D’Ottawa jusqu’à Kahnawake, territoire de la Première nation Mohawk, le groupe de 8 pagayeuses et pagayeurs se sont joint à la trentaine de personnes qui avaient débuté ce voyage quelques 800 km en amont. Des membres du conseil d’administration, employées et formatrices de Mer et Monde ont ainsi pu vivre une expérience de réflexion et de rapprochement interculturel hors du commun.

L'accueil et la solidarité

Pour Marilia Dufourcq, la rencontre s’est faite tout naturellement : « Quand nous sommes arrivé(e)s à Ottawa pour nous joindre aux pèlerins, on a bien vu l’humble fierté dans leurs yeux, la puissance du groupe, et l’importance de la raison pour laquelle on allait pagayer ensemble. Leurs rabaskas nous ont embarqué(e)s tout naturellement, on avait plus qu’à suivre la vague.»

*DONNÉES DISPONIBLES*
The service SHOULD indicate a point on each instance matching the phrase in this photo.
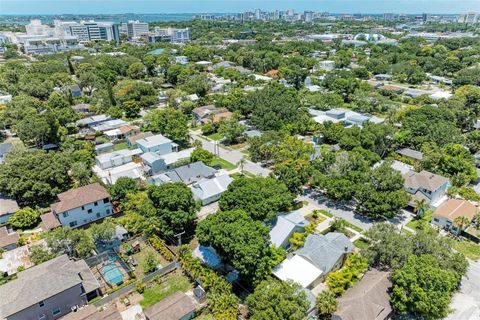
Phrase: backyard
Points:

*CONSIGNE*
Dans l'extrait sur le trajet à la pagaie d'Ottawa à Kahnawake, relevez toutes les catégories de personnes de Mer et Monde qui ont vécu l'expérience.

*RÉPONSE*
- Des membres du conseil d'administration
- Des employées
- Des formatrices